The request: Extract every line of the records below that contains the word "white". Case counts, so a line matches only if its letters have the same capitalization.

═════ Available data ═════

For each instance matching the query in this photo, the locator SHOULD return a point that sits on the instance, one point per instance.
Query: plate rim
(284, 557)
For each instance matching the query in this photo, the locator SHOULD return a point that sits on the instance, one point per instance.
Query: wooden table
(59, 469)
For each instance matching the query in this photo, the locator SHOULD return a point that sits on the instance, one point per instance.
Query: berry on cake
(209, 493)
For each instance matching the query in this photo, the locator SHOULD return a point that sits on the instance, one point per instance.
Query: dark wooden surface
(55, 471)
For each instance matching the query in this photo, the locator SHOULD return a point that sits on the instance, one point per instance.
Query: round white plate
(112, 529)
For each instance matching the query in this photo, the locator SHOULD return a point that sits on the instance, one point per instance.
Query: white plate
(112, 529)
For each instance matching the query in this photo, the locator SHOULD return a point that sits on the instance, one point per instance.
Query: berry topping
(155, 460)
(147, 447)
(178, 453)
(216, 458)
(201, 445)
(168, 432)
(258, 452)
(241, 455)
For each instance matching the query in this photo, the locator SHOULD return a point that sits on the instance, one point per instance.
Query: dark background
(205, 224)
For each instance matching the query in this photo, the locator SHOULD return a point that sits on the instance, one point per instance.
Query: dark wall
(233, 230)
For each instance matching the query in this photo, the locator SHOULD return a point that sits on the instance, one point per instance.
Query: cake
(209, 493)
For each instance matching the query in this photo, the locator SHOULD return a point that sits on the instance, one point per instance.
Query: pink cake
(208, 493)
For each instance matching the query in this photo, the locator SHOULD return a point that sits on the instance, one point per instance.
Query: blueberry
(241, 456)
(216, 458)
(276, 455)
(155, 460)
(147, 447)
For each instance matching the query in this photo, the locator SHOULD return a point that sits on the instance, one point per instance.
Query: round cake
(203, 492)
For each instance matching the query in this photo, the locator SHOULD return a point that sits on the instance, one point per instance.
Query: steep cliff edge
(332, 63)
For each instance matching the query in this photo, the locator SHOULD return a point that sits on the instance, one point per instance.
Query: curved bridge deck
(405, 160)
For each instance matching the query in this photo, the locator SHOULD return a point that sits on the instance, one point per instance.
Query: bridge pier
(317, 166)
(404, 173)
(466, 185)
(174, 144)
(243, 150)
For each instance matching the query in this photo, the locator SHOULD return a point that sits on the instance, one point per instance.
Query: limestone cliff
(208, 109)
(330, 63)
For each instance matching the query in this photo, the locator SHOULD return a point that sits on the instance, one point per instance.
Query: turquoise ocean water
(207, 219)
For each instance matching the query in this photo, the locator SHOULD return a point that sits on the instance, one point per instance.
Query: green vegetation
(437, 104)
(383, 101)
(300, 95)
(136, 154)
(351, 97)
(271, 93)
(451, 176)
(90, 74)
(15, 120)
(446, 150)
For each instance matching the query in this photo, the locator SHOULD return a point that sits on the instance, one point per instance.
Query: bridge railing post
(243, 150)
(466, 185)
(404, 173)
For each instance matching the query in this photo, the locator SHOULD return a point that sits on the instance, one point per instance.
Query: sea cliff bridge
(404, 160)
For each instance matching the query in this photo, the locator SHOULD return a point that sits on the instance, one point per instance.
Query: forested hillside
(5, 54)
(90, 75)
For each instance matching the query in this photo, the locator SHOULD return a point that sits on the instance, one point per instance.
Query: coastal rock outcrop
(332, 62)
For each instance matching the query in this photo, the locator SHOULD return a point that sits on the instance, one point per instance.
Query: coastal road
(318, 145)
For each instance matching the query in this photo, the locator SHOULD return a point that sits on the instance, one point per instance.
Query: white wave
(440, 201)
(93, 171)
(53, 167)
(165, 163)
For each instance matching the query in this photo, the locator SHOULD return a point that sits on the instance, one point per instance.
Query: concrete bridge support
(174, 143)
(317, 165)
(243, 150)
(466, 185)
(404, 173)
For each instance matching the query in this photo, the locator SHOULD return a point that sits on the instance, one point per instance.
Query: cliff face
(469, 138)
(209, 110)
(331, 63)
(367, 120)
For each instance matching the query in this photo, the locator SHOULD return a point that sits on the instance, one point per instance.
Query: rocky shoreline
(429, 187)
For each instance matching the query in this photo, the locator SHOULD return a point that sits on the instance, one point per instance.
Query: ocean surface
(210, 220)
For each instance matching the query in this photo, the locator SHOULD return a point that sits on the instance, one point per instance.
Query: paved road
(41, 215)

═════

Answer for the task:
Query: round white plate
Query: white plate
Query: white wave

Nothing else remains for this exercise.